> **Exercise task**
Copy out every entry below in full, requests included, but scale each x and y coordinate in the answers by 1.8 and round to whole numbers, with halves rounding up. Omit the pictures.

--- BEGIN Dataset records ---

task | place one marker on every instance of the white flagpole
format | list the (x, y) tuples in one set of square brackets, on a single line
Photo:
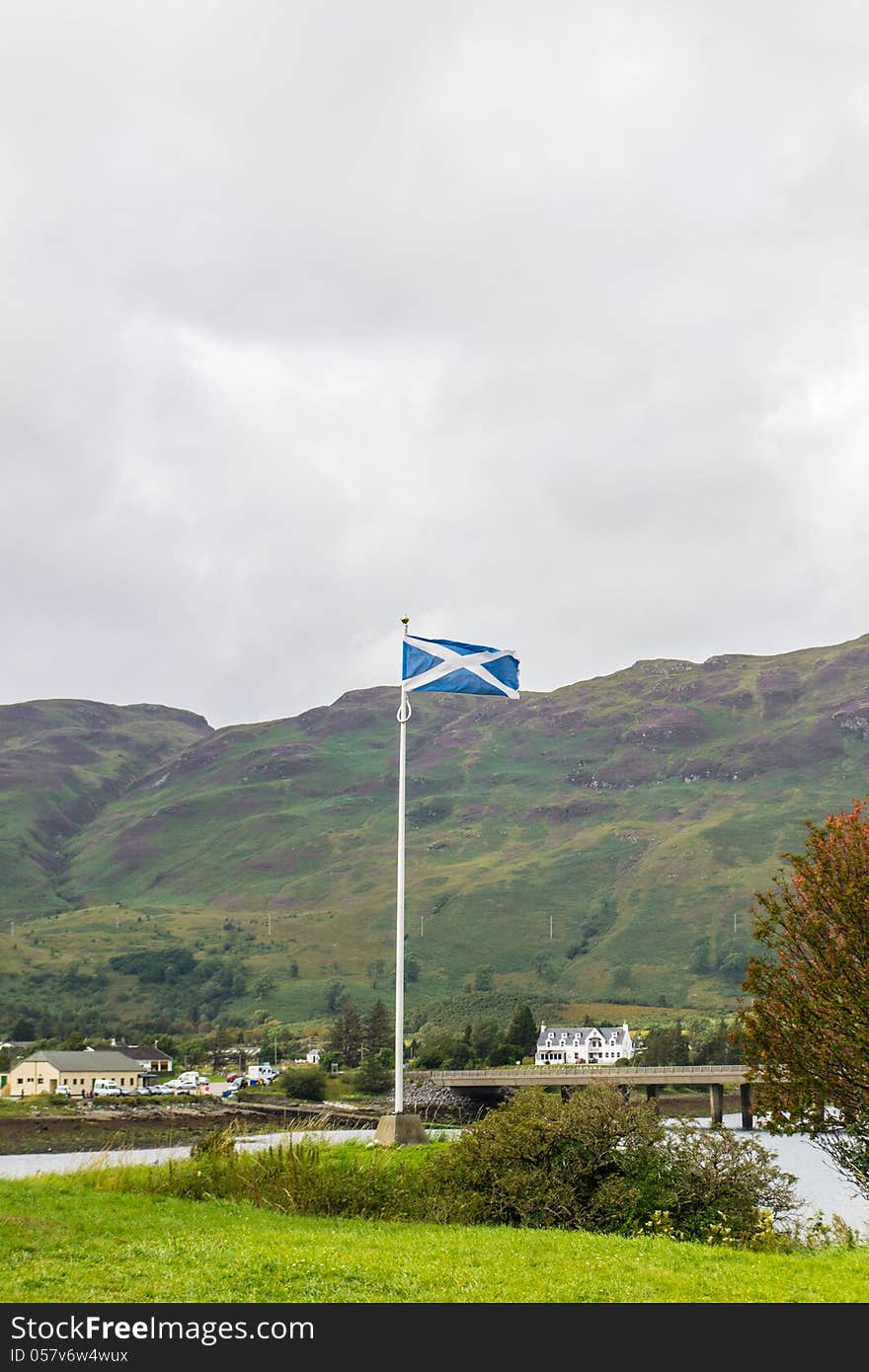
[(404, 714)]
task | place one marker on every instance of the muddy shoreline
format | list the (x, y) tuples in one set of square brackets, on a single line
[(88, 1128)]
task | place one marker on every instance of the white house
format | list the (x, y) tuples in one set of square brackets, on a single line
[(580, 1045)]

--- END Dataset records ---

> **Completed task**
task | place one marker on every instance of the white flagpole
format | list the (x, y) tuples in one set of square brackets, on a single line
Photo:
[(727, 1285)]
task | place one marker on every instance of the muddy shoreline
format | list the (x, y) tuples in one set of square brackets, on a single line
[(158, 2030)]
task | place one marker on every instance of the white house
format | list the (x, y) tuples in one set of square brackets, on a single line
[(1044, 1881)]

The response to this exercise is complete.